- _Page extract_
In practice, the NEC appoints a panel of three of its members to act as an Investigating Committee whose job according to the rules is to enquire into the circumstances and then report back. The Committee secretary is always a senior fulltime official even though the rules preclude officials from being members of such a committee. In recent times a rather curious practice has grown up of appointing successively both an Investigating Committee and then a Disciplinary Committee, comprising a second panel of three NEC members. It is the second panel that recommends the punishment. However it can be fairly argued that the second panel and its recommendations have no standing within the rules. The various committees proceed by examining documents and questioning the defendants and possibly some witnesses. The questioning is carried out in a highly aggressive manner, most of all by the committee secretary who is not supposed to be a member of the panel at all. An indictment, rather than a report, is then sent to the NEC.

 

The NEC has never been known to overturn the recommendations of one of its panels. Every facet of the investigatory/disciplinary procedure has therefore been contested since that is the crucial part of the process. Major battles have been fought over the interpretation of the rules and these even spilled over into Annual Conference where we succeeded in having a resolution carried which notably improved the rights of accused persons. For me, the most critical aspect of all of this was the refusal by the leadership to permit verbatim records of hearings to be made. To my mind, if such proceedings are to be regarded as fair and equitable, they must be open and transparent. Apart from anything else, members of the union should be able to find out what is being done in their name. The NEC, on the other hand, tries to proceed in secret. And in secrecy, abuses flourish such as adjusting the record of hearings to suit the objectives of those initiating the proceedings.

 

There is a major flaw in the rules in that the NEC is not required to prove its case before taking disciplinary action but only needs to form an opinion that some transgression has occurred. This need not be a problem for honest people who could decide to form their opinion on the basis of evidence and proof. But it makes life a lot easier for people who are not concerned with such scruples.

 

Let us see how all this came together for Susan Michie. As I have outlined above, I did the deeds in this affair, as was pretty well known at the time. How then was it possible to pin the blame on someone else without being able to demonstrate that they were involved. The answer was that it wasn't necessary to make a case.

 

The Investigating Committee set up immediately after our suspension sat for four months and then produced a voluminous report with very little substance. This report was most notable for an allegation of misappropriation of union funds brought against the Regional Council officers elected to replace us. This allegation was entirely false nor was any evidence produced to sustain it. The purpose was to smear the reputation of the people involved, create the impression that there were serious issues under investigation and provide the pretext for punitive measures. It needs to be noted that though it has long been noted that the allegation is baseless, it has never actually been withdrawn.

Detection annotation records
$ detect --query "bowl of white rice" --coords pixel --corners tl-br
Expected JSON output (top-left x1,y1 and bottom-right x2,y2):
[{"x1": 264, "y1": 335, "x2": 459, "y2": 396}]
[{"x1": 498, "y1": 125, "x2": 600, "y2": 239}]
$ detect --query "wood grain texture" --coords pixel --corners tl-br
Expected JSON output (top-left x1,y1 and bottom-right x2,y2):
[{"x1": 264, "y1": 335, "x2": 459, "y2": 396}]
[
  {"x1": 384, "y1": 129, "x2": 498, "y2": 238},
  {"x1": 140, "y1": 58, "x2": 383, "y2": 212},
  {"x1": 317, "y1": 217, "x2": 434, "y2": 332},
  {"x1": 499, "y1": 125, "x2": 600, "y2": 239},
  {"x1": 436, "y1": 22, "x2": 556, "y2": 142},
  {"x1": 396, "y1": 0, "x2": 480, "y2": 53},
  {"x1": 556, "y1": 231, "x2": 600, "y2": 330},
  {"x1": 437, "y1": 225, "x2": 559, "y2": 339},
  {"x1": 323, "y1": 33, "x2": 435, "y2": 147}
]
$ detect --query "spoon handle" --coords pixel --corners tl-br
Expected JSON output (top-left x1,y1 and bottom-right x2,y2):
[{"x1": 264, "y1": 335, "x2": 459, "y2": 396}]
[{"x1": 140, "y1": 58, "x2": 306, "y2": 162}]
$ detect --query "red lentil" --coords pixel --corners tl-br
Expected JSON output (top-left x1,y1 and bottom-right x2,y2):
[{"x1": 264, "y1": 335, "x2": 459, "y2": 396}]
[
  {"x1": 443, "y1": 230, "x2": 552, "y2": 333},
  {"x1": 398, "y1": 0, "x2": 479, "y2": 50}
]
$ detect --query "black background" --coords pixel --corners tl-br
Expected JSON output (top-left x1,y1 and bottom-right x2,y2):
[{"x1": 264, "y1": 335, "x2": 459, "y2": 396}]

- _Written tasks_
1. Please summarize the passage on the union's disciplinary procedure in two sentences.
2. Carry on the passage on the union's disciplinary procedure from its last sentence.

- _Set of answers_
1. The NEC handles discipline through panels of its own members, which question defendants aggressively and in secret, make recommendations the NEC has never overturned, and need only form an opinion rather than prove a case. In the Susan Michie affair, the Investigating Committee produced a lengthy but insubstantial report whose main feature was a false allegation of misappropriating union funds against the Regional Council officers elected as replacements, an allegation that has never been withdrawn.

2.
The next step was to bring forward charges against the suspended officers. In Susan Michie's case, the charges were contained in a letter sent to her in May 2000 by the Investigating Committee secretary, Lucy Anderson. The provenance of these charges is important as Ms. Anderson is specifically excluded from the disciplinary procedure and there is no evidence that those properly part of the procedure were involved in drawing up the charges. Thus, it can be argued that the charges were prepared outside the rules. Anyway, this is what Ms Anderson had to say: 

 

"As Regional President you colluded with the Regional Secretary in taking action that resulted in breaches of the union's Rules. It is well known that you are closely associated with the Regional Secretary and would have been kept informed throughout as to the Regional Secretary's actions. You chose to ignore your responsibilities as Regional President in ensuring that the breaches of Rule did not take place. Instead it is contended that you chose to support the actions of the Regional Secretary. The actions complained of are as follows:

 

1. Failure to pay the Labour Party affiliation fee for 1998 in time. As a result members of the London Regional Council were disentitled to vote in the election for the selection of the Labour candidate for London Mayor.

 

2. You colluded in the false accounting and representation that there were insufficient funds to meet the affiliation fee which was not the case.

 

3. You colluded in the instruction of solicitors to take action on behalf of the London Regional Council against the Labour Party even though you knew or should have done that this was in breach of Rules 39(c) and that it went beyond the functions of the Regional Council and Rule 39(j).

 

4. Solicitors were instructed with the intention of using Regional Council funds to pay their fees which is not covered by Rule 39(j).

 

5. As a result of the matters set out above it is contended that you are in breach of Rules 16a(i) (breach of rule), (ii) (action against the interests of the union), (iii) (misappropriation), (iv) (neglect of duty)."

 

There we have it. In the absence of any evidence of wrongdoing on Susan Michie's part, she is accused of being an associate of someone else and colluding with that person in the alleged transgressions. Well, it is true that Susan Michie and I were and are associates and that we frequently discussed the affairs of MSF as part of our respective duties and more broadly. For that, we must put our hands up.

 

But that is as far as it goes. The NEC could find no evidence of collusion over the specific matters which concerned the investigators for the simple reason that it does not exist.

 

For the purpose of trying to make the charge of collusion stick, the NEC has invented the doctrine that the President had some kind of supervisory or invigilating role over the other officers of the Regional Council. There is no basis for this in the rule book which specifies the duties of the main officers, I have never heard such a doctrine invoked in other circumstances during 30 years' practice as a trade union official and I can find no trace of it in either Citrine or Hannington. The division of labour between the chair and secretary of a committee can vary according to the inclination of the individuals involved and they obviously need to co-operate with each other but they are not responsible for how each other does their job. The line of accountability is to the body which elects them. I didn't submit the minutiae of day-to day administration to the President's attention nor was there any reason for us to operate in this way. The NEC has invented this doctrine only for the purpose of embroiling people like Susan Michie in matters about which they have no knowledge or responsibility.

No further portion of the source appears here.